> _EXTRACTED INFORMATION_:
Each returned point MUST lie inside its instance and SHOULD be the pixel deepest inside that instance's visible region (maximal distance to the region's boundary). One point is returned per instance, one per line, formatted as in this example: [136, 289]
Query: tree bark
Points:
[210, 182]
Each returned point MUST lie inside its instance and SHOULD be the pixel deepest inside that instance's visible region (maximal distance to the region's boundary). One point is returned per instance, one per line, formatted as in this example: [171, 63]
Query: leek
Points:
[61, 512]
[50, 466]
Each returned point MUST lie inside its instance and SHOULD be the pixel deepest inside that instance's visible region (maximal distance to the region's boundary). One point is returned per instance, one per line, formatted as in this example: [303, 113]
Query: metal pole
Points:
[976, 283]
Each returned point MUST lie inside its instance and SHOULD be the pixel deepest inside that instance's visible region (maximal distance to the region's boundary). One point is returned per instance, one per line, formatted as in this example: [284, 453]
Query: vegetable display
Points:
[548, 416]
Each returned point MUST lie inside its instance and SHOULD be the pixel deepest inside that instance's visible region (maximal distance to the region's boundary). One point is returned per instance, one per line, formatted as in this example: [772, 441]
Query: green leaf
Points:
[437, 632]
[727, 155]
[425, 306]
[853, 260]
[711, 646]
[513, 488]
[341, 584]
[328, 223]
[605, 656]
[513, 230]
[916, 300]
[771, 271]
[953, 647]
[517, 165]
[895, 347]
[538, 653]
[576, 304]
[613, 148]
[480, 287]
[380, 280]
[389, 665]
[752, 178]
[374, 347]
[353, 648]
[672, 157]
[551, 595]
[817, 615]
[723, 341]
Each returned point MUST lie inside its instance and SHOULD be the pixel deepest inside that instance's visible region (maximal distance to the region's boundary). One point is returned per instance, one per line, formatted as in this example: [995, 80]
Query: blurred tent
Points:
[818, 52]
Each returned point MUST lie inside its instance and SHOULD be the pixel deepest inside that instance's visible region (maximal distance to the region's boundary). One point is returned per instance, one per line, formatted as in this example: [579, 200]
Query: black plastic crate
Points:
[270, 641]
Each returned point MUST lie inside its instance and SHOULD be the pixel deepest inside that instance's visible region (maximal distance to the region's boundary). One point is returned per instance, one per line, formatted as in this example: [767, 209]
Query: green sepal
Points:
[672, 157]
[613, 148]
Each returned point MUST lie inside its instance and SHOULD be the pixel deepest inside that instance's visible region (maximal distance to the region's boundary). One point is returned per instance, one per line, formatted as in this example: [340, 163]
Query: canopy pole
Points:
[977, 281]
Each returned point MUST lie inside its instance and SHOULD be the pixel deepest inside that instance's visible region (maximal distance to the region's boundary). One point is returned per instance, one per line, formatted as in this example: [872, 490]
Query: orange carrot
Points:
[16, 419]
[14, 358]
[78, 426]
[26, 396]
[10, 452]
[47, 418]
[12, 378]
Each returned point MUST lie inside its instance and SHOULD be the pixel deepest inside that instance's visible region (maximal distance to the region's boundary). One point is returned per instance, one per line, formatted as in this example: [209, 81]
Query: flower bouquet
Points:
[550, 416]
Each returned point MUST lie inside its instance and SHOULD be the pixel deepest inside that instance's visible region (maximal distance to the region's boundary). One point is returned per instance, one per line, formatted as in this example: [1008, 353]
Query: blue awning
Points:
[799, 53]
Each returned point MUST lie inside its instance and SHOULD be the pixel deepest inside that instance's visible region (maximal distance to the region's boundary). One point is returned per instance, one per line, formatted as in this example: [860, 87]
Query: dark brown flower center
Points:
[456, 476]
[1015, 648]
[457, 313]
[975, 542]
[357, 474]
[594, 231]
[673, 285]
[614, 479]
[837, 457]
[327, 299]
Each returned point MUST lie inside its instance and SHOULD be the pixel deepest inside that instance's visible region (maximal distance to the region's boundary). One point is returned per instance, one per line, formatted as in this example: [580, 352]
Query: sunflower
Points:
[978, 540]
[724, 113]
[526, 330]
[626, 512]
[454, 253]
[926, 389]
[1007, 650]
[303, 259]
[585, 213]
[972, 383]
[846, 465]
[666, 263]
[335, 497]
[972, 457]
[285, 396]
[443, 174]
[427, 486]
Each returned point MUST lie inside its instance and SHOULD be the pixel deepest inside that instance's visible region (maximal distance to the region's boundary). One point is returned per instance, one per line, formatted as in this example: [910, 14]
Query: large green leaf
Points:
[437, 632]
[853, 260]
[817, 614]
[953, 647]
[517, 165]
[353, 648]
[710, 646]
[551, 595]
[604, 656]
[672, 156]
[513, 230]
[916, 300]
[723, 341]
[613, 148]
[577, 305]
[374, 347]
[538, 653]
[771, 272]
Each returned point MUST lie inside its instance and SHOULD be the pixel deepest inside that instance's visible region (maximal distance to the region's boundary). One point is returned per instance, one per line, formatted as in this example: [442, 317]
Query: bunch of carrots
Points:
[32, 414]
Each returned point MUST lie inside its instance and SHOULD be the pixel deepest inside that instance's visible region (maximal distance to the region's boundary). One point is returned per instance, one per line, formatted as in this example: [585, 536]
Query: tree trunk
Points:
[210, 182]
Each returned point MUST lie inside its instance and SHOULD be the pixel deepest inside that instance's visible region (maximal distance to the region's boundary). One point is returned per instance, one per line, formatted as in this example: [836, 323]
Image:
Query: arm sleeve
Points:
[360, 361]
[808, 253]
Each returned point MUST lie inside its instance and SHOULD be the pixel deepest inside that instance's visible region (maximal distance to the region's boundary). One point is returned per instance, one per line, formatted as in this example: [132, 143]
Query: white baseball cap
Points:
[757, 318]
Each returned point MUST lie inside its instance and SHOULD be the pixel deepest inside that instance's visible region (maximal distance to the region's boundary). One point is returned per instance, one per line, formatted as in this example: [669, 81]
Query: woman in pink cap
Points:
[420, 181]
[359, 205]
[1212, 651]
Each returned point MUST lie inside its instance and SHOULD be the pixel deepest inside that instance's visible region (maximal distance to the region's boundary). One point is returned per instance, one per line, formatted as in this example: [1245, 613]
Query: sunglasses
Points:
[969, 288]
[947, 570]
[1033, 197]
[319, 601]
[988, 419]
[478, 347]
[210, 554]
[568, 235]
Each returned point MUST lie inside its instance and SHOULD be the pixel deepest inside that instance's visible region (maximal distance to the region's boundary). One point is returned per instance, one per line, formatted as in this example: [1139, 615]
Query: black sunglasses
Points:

> _WHAT IS EXPECTED_: Looking at the entries above, count the lines that hold the string "black" and reply with the count alone.

> _WORKED SOLUTION_: 2